• Instructions to follow:
Please update the lines below by changing "foreground silhouette" to "background figure" and leaving everything else as it is.

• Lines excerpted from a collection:
*-*-*

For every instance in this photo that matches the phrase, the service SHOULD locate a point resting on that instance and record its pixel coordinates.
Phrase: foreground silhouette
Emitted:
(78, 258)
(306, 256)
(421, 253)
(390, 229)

*-*-*

• Exercise result:
For every instance in this photo that matches the phrase, the service SHOULD locate a point resting on that instance and record its pixel coordinates.
Phrase: background figure
Emitted:
(78, 258)
(306, 256)
(421, 253)
(390, 229)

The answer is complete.